__Given entries__:
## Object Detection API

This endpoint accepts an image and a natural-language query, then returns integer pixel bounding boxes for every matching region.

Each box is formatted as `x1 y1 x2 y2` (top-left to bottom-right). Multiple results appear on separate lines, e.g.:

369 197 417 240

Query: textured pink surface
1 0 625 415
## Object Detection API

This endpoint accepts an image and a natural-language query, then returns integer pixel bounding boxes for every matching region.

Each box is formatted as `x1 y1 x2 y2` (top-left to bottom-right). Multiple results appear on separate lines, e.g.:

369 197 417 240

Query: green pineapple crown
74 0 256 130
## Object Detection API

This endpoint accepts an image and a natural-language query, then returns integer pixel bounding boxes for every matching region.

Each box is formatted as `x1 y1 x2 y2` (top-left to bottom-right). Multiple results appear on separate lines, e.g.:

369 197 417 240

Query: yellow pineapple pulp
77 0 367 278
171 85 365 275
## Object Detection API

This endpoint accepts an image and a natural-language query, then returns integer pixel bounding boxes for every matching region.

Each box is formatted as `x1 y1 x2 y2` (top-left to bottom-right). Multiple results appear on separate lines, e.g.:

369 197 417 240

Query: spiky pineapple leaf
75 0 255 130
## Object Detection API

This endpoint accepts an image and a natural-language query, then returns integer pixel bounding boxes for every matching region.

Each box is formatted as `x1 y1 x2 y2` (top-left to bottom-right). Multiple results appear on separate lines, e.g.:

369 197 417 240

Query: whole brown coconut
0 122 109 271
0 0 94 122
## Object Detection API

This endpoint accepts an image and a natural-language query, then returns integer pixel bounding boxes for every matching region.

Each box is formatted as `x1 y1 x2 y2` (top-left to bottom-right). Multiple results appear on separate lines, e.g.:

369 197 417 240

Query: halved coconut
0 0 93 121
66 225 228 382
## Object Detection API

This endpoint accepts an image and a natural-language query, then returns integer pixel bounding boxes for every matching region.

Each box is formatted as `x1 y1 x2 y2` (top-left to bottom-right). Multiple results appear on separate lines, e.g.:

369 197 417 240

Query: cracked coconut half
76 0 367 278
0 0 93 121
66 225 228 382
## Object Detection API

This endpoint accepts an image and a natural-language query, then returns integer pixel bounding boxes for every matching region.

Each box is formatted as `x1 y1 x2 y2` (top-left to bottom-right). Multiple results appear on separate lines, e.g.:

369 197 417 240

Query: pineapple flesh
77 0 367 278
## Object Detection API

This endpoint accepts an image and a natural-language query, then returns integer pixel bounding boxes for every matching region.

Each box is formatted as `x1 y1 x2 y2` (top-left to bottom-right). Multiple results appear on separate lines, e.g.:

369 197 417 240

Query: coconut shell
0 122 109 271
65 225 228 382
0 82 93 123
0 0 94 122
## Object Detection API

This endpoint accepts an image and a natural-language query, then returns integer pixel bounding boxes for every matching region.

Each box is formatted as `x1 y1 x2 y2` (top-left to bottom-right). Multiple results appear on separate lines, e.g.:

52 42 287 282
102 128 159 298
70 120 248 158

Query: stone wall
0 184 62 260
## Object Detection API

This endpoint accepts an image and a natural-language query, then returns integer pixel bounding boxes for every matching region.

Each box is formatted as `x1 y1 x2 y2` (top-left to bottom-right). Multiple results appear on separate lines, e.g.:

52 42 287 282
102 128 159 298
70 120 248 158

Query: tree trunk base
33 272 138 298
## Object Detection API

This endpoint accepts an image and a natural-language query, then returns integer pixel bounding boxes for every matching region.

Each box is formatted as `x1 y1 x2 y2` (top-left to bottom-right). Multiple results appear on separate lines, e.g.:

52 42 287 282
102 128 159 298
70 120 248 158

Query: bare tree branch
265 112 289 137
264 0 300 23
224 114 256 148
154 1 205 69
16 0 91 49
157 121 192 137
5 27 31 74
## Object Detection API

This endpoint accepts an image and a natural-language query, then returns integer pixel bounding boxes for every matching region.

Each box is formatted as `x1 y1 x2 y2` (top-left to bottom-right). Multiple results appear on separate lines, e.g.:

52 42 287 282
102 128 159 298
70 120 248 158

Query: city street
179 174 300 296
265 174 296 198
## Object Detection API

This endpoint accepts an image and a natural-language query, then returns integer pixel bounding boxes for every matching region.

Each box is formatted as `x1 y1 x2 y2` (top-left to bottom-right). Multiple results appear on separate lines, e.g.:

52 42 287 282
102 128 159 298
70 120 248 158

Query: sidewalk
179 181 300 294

__Task description__: Once you have read the entries, repeat them all exactly.

__Your response__:
## Object Detection API

This endpoint accepts an image and a natural-language query, then returns integer pixel bounding boxes for every matching region.

Each box is formatted as `x1 y1 x2 y2` (top-left to bottom-right). Multiple results appear on separate lines, e.g.:

369 197 417 240

Query: textured pink surface
1 0 625 415
## Object Detection API

This endpoint accepts an image and a natural-language query, then returns integer pixel bounding boxes for every matching region.

Each box is formatted as `x1 y1 x2 y2` (top-left to bottom-right). Multiple results appear on separate lines, e.g.:

369 197 417 240

Query: green pineapple crown
74 0 256 130
## Object Detection API

This endpoint accepts an image and a natural-language query, then returns integer pixel bounding boxes for every matching region.

Each box is formatted as `x1 y1 x2 y2` (top-left to bottom-right). Multiple results appear on separate lines, e.g.:

369 197 417 240

Query: yellow pineapple pulp
77 0 367 278
171 85 365 275
## Object Detection API

This endpoint accepts an image and a natural-language query, then returns integer pixel bounding boxes for every matching region.

Each box is formatted as `x1 y1 x2 y2` (top-left to bottom-right). Multiple results appear on separate lines, e.g.:

369 197 417 240

Query: spiky pineapple leaf
75 0 255 130
## Object Detection API

This endpoint accepts an image and a natural-language query, then returns integer pixel bounding boxes for every matching region.

Each box is formatted as `x1 y1 x2 y2` (top-left to bottom-right). Multiple results appear on separate lines, e.g.:

369 197 417 240

Query: whole brown coconut
0 122 109 271
0 0 94 122
## Object Detection API

This endpoint accepts an image and a natural-language query, then returns integer pixel bounding boxes for every matching region.

Each box is formatted as `x1 y1 x2 y2` (top-left to bottom-right). Multiple results appear on separate lines, e.g.:

369 197 417 240

Query: halved coconut
0 0 93 121
66 225 228 382
## Object Detection API

This endpoint accepts an image and a natural-language query, then returns integer pixel bounding boxes for every matching region.

Each box is formatted as `x1 y1 x2 y2` (top-left to bottom-right). Multiple results appear on separate lines, e.g.:

369 197 417 240

Query: cracked coconut half
76 0 367 278
0 0 93 121
66 225 228 382
## Object Detection API

This endpoint accepts an image and a natural-language query, then returns integer pixel bounding boxes for every matching region.

Each box is formatted as `x1 y1 x2 y2` (top-left to bottom-right). Multiple results appear on separate lines, e.g.:

369 197 417 240

Query: pineapple flesh
77 0 367 278
## Object Detection API

This endpoint accepts an image and a natural-language query, then returns integer pixel bounding boxes for every matching region.

Each box is formatted as `x1 y1 x2 y2` (top-left to bottom-right). Multiple results appear on separate lines, e.g.:

369 197 417 240

Query: coconut shell
0 122 109 271
65 225 228 382
0 82 93 123
0 0 94 122
## Object Detection API

This endpoint accepts an image and a natural-language query, then returns integer pixel bounding boxes for every matching region.

Each box is formatted as `x1 y1 x2 y2` (top-left to bottom-right). Multiple results appear on separate lines, e.g.:

52 42 287 282
102 128 159 298
70 120 248 158

Query: stone wall
0 184 62 260
## Object Detection API

This endpoint accepts an image and a natural-language query, then returns integer pixel bounding boxes for every matching region.

Each box is formatted as `x1 y1 x2 y2` (top-left to bottom-right). Multiple results appear on separate lines, e.g.:

52 42 287 282
102 128 159 298
70 120 248 158

Query: tree trunk base
33 272 138 298
## Object Detection API

This endpoint accepts an image and a natural-language query, then returns integer pixel bounding boxes for every matching region.

Each box is formatted as `x1 y1 x2 y2` (top-left to bottom-right). Multiple results appear on separate lines, e.g.:

52 42 287 282
102 128 159 298
70 120 248 158

Query: bare tree branch
265 112 289 137
264 0 300 23
224 114 256 148
154 1 205 69
16 0 91 49
157 121 192 137
5 27 31 74
## Object Detection API

This endpoint accepts an image and a natural-language query, then returns integer pixel bounding boxes for every matching region.

Each box is formatted as `x1 y1 x2 y2` (top-left to bottom-right). Multiple results appear on separate lines, e.g.:

52 42 287 282
102 128 159 298
70 120 248 158

Query: city street
179 174 300 296
265 174 296 198
## Object Detection API

This endpoint accepts an image and a natural-language query, then returns integer pixel bounding boxes for every matching region.

Each box is formatted as `x1 y1 x2 y2` (top-left to bottom-right). Multiple results appear on separate lines, e.g.:

52 42 287 282
102 128 159 298
70 120 248 158

Query: sidewalk
179 181 300 294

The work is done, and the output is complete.